Can you carry over every line of the data between the lines holding "Target = scissors" and "x=562 y=703", inclusive, adding 23 to each x and y coordinate in the answers?

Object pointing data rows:
** Begin **

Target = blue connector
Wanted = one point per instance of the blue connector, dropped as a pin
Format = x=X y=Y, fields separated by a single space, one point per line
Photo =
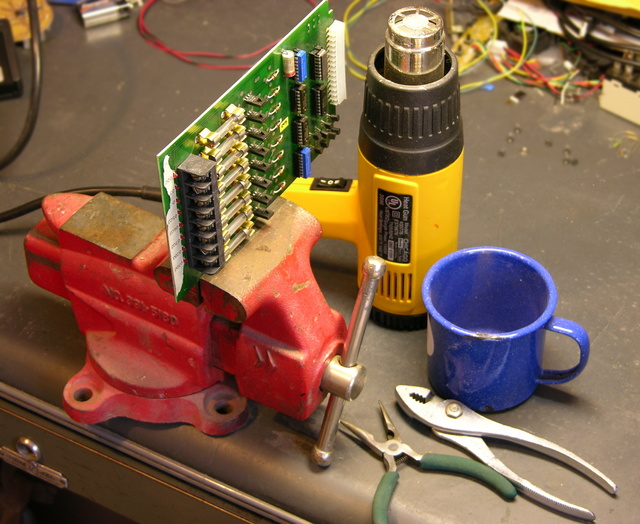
x=303 y=162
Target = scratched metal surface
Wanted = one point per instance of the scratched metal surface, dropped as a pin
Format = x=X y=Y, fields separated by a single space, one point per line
x=110 y=102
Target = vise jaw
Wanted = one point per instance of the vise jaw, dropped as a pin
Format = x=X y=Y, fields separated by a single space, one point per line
x=260 y=329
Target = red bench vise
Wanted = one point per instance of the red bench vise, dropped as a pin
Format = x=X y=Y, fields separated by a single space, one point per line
x=259 y=329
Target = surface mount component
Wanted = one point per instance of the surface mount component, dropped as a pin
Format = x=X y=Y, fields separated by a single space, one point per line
x=256 y=138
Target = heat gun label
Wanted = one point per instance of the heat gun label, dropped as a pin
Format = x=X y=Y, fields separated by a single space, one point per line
x=394 y=226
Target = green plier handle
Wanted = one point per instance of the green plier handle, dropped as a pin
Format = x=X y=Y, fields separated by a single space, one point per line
x=437 y=462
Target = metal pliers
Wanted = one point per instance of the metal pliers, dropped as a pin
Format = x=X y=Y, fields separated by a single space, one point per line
x=393 y=451
x=453 y=421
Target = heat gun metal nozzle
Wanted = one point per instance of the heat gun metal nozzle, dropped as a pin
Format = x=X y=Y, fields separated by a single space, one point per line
x=414 y=46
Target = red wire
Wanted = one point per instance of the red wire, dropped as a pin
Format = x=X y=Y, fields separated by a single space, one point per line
x=156 y=42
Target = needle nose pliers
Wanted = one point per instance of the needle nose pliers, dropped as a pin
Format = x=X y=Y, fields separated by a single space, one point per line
x=394 y=451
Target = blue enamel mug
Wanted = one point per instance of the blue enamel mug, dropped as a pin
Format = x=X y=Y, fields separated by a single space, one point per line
x=489 y=309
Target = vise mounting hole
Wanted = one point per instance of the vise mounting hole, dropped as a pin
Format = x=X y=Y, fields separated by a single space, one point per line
x=82 y=394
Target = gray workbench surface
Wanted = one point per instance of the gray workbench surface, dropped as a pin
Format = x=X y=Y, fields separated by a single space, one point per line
x=110 y=102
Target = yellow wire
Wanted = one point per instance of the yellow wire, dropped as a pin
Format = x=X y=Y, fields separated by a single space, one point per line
x=510 y=72
x=348 y=19
x=494 y=36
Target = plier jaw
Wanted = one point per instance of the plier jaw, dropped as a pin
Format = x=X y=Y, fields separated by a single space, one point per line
x=392 y=450
x=453 y=421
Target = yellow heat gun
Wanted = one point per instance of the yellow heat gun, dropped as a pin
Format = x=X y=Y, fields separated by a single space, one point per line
x=405 y=204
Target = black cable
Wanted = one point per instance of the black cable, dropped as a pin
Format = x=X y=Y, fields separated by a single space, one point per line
x=36 y=87
x=144 y=192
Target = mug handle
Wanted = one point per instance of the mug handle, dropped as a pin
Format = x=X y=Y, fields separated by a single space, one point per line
x=577 y=333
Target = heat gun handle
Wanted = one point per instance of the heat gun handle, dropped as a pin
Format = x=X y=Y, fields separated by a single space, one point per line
x=372 y=270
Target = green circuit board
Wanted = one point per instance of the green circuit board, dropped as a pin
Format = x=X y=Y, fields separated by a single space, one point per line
x=219 y=176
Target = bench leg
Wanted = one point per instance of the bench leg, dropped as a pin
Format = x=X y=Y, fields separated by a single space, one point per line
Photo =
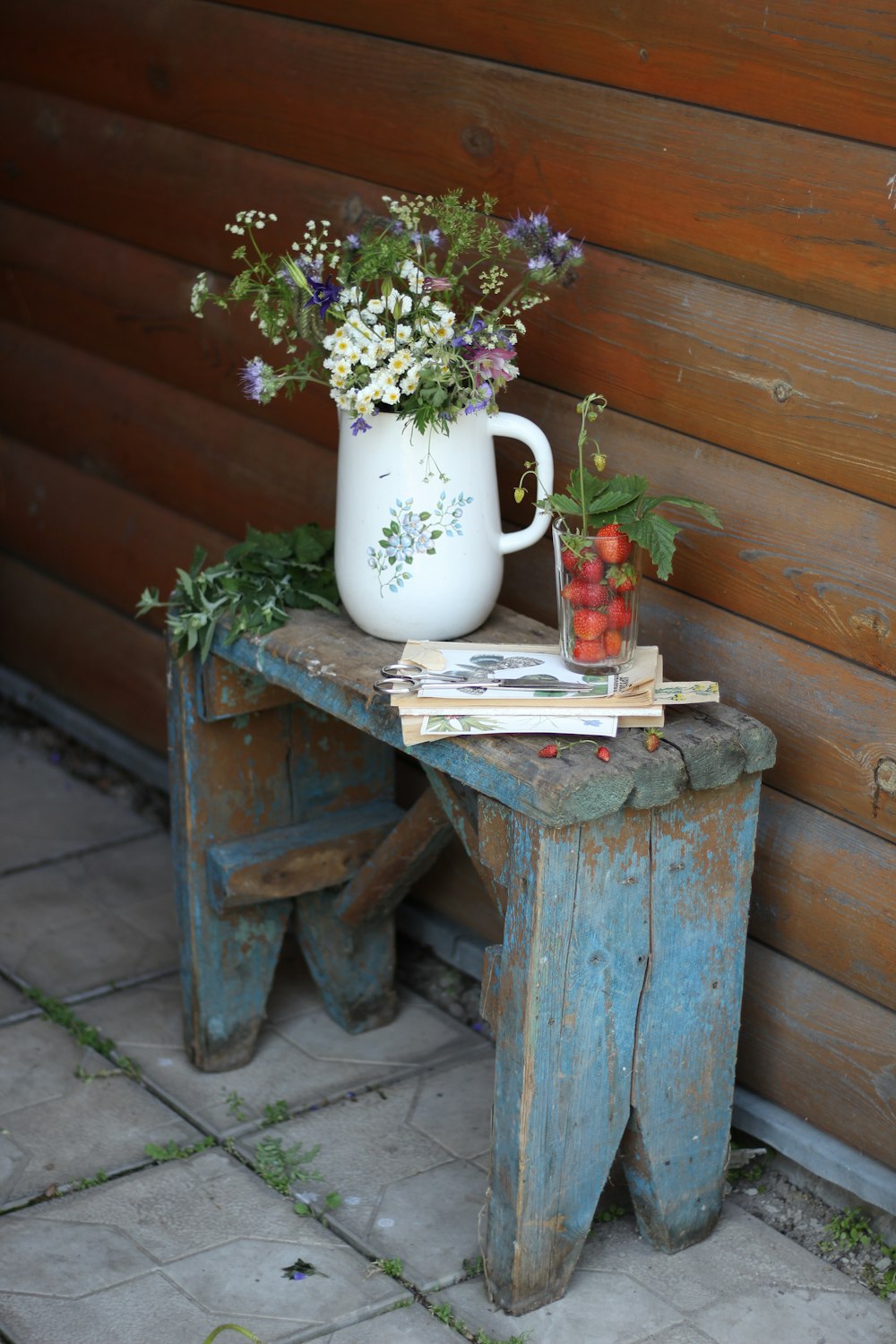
x=675 y=1150
x=573 y=968
x=233 y=779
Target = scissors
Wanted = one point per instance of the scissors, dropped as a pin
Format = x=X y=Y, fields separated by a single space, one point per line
x=408 y=677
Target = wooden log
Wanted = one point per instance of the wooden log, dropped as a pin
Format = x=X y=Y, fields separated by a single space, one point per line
x=720 y=363
x=826 y=558
x=823 y=895
x=297 y=859
x=82 y=652
x=183 y=452
x=794 y=65
x=102 y=539
x=731 y=188
x=820 y=1051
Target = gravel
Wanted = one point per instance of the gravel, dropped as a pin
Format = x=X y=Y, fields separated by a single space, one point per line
x=858 y=1241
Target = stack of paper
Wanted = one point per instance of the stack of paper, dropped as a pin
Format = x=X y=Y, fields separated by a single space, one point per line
x=562 y=703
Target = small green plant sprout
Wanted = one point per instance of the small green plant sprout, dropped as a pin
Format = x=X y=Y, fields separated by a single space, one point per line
x=253 y=586
x=276 y=1113
x=303 y=1269
x=281 y=1167
x=89 y=1182
x=848 y=1230
x=239 y=1330
x=86 y=1035
x=608 y=1214
x=589 y=503
x=172 y=1150
x=237 y=1107
x=394 y=1268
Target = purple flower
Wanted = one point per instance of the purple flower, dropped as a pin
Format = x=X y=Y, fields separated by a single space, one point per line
x=492 y=365
x=324 y=292
x=255 y=378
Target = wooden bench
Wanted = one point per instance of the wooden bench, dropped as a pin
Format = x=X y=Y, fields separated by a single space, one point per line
x=616 y=996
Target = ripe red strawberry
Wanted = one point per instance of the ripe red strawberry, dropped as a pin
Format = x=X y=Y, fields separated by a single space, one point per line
x=581 y=593
x=591 y=569
x=618 y=615
x=589 y=624
x=621 y=578
x=611 y=545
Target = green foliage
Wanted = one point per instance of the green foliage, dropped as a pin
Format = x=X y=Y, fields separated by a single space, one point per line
x=172 y=1150
x=589 y=503
x=281 y=1167
x=83 y=1032
x=239 y=1330
x=252 y=588
x=89 y=1182
x=276 y=1113
x=852 y=1231
x=608 y=1214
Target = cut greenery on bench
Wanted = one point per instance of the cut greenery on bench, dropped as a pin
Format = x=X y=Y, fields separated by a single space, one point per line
x=252 y=588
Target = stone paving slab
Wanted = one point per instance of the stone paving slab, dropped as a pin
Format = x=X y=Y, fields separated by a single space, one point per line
x=400 y=1167
x=83 y=922
x=47 y=814
x=743 y=1284
x=56 y=1128
x=13 y=1003
x=303 y=1059
x=169 y=1253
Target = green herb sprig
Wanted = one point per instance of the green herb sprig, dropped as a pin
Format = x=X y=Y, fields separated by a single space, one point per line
x=252 y=588
x=590 y=503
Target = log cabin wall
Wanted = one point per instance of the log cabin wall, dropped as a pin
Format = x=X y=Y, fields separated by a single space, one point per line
x=729 y=166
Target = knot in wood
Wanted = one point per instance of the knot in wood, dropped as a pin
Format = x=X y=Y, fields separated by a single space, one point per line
x=478 y=142
x=885 y=774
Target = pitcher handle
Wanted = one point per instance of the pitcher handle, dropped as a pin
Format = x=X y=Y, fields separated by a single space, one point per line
x=521 y=429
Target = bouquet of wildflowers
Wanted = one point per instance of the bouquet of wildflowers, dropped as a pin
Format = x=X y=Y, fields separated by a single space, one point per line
x=418 y=312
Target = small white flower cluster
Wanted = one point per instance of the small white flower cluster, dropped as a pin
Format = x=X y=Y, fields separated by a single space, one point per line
x=379 y=351
x=254 y=218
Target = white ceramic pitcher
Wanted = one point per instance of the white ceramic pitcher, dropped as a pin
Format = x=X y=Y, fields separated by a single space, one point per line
x=419 y=548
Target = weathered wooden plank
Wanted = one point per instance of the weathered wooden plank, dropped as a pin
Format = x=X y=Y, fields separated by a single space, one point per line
x=110 y=545
x=676 y=1148
x=81 y=650
x=195 y=457
x=802 y=389
x=814 y=66
x=203 y=460
x=570 y=986
x=297 y=859
x=823 y=895
x=228 y=693
x=403 y=857
x=820 y=569
x=740 y=198
x=818 y=1050
x=831 y=719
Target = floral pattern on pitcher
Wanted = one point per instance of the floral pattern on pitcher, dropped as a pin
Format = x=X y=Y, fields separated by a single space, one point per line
x=413 y=534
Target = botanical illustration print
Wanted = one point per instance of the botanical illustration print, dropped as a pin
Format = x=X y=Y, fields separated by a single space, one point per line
x=411 y=535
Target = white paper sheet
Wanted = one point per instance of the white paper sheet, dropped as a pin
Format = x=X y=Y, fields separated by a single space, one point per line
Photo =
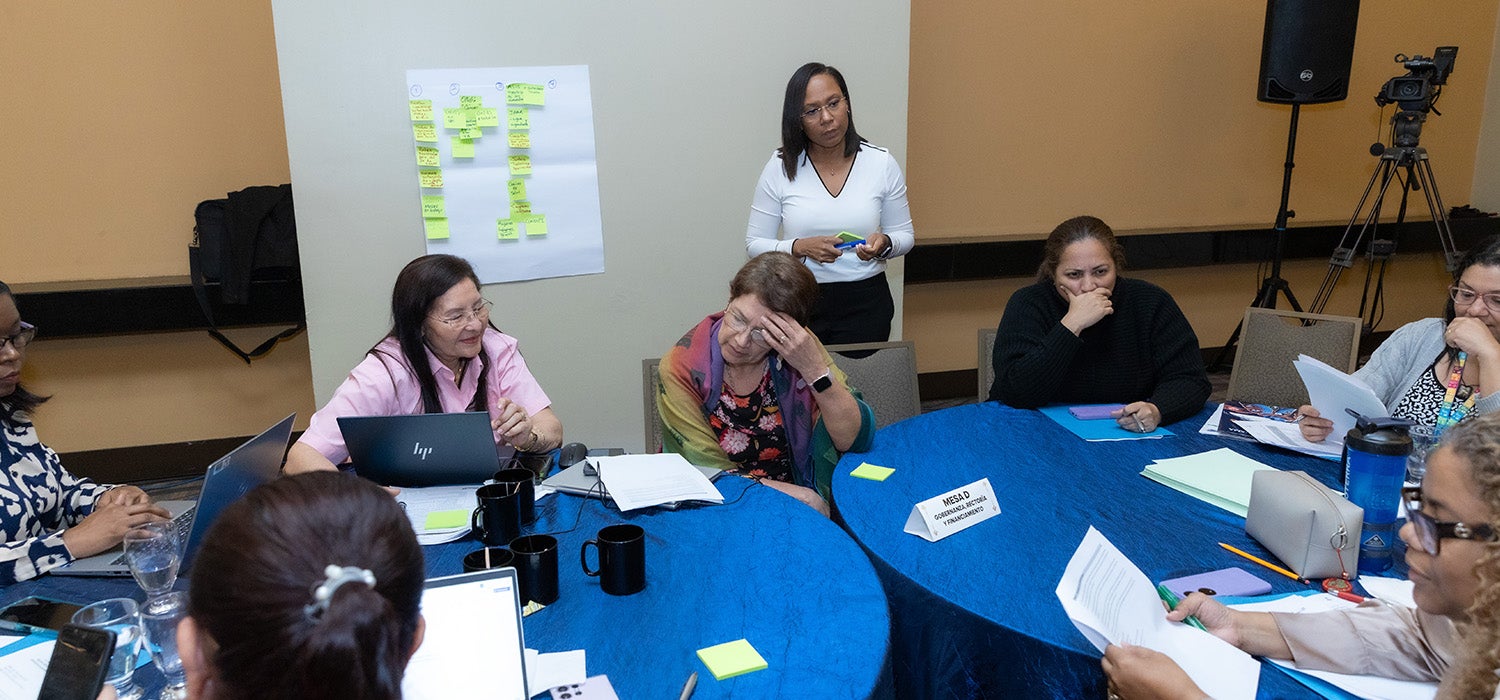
x=1112 y=601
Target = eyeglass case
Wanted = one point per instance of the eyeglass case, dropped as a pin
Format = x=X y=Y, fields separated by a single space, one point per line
x=1311 y=528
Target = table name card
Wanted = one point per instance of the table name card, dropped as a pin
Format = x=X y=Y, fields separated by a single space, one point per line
x=948 y=513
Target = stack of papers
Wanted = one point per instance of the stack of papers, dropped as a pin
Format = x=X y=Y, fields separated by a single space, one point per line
x=1220 y=477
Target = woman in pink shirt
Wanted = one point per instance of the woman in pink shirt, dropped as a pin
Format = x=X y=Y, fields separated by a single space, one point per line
x=441 y=355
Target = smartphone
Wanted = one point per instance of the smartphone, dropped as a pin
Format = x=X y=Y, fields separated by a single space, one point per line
x=78 y=666
x=36 y=615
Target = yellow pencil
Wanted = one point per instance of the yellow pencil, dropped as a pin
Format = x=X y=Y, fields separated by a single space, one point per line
x=1289 y=574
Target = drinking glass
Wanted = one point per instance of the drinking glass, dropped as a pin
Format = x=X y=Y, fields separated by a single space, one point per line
x=122 y=616
x=153 y=555
x=159 y=618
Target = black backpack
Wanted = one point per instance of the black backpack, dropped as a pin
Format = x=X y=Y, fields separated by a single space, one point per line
x=249 y=236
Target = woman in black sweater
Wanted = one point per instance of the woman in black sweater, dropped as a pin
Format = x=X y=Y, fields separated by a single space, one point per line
x=1083 y=335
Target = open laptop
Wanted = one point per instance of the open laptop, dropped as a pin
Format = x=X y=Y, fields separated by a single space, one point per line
x=423 y=448
x=474 y=643
x=246 y=466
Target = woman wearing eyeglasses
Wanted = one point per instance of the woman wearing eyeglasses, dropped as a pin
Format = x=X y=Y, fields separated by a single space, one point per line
x=1454 y=559
x=1410 y=370
x=48 y=516
x=822 y=182
x=441 y=355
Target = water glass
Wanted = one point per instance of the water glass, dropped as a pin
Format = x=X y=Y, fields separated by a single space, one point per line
x=122 y=616
x=153 y=555
x=159 y=618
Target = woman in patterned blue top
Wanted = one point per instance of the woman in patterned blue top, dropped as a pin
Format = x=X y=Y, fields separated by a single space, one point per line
x=47 y=514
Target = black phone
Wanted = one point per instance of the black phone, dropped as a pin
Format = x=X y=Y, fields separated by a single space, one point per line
x=35 y=615
x=78 y=666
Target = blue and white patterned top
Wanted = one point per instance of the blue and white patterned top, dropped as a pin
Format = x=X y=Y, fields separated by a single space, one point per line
x=38 y=501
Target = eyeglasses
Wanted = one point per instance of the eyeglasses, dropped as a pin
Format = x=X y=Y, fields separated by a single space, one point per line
x=1464 y=297
x=461 y=318
x=831 y=107
x=1431 y=532
x=20 y=339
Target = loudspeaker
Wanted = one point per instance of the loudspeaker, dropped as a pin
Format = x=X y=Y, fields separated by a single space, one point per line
x=1307 y=50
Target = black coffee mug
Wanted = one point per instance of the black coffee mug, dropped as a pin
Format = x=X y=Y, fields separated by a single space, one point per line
x=497 y=519
x=522 y=480
x=488 y=558
x=621 y=559
x=536 y=567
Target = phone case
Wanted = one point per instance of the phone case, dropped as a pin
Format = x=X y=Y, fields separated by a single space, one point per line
x=1223 y=582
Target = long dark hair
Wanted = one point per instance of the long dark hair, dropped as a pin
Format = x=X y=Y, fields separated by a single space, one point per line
x=255 y=574
x=794 y=140
x=20 y=400
x=417 y=287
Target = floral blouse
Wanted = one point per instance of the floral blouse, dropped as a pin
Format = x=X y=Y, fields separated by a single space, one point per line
x=38 y=501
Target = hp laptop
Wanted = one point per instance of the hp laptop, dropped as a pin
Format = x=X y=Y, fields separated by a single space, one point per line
x=474 y=643
x=249 y=465
x=423 y=448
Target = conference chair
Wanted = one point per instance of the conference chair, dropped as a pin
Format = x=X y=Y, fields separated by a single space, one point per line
x=1272 y=339
x=885 y=375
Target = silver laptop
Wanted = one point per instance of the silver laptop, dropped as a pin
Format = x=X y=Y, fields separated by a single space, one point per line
x=246 y=466
x=474 y=642
x=423 y=448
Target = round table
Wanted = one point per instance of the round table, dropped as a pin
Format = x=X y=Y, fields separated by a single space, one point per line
x=975 y=613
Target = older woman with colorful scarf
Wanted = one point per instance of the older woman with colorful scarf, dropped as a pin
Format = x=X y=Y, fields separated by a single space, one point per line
x=752 y=390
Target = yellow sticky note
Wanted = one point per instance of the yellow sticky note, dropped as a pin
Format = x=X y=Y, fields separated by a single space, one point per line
x=447 y=519
x=731 y=658
x=518 y=119
x=507 y=230
x=422 y=110
x=524 y=93
x=452 y=117
x=872 y=472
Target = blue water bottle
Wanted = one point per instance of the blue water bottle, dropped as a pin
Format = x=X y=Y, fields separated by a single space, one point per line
x=1374 y=469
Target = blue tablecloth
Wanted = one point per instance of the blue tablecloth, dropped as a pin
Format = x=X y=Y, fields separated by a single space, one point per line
x=765 y=568
x=975 y=615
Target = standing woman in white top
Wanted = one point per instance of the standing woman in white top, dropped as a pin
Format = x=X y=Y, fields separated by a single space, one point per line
x=822 y=182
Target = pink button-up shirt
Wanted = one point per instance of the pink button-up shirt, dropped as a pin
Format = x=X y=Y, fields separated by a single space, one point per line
x=384 y=384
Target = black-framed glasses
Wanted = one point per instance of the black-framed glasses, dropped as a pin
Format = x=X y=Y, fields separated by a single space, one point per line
x=20 y=339
x=1431 y=532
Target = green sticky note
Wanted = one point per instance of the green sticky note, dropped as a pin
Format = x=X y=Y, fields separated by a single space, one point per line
x=872 y=472
x=422 y=110
x=452 y=117
x=731 y=658
x=518 y=119
x=507 y=230
x=524 y=93
x=447 y=519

** End **

# EXERCISE RESPONSE
Target = scissors
Wanted = one point per instance of the scissors, dropped as a pin
Format = x=X y=Y, fields separated by a single space, one point per line
x=431 y=700
Target = wooden log
Wanted = one point per instance of the wooden log, dropped as a pin
Format = x=X y=Y, fields separated by a single space, one point per line
x=743 y=386
x=849 y=581
x=846 y=918
x=320 y=882
x=105 y=675
x=206 y=475
x=817 y=88
x=125 y=562
x=754 y=211
x=843 y=1074
Target = gravel
Wanted = one point per instance of the gravel, dropped as a pin
Format = x=X y=Y, fields separated by a single space, one point per line
x=881 y=1264
Target = stack of paper
Wanted = one point per instance of the stack of paper, dropped as a pin
Format = x=X y=Y, fields separated by a single space, one point per line
x=585 y=726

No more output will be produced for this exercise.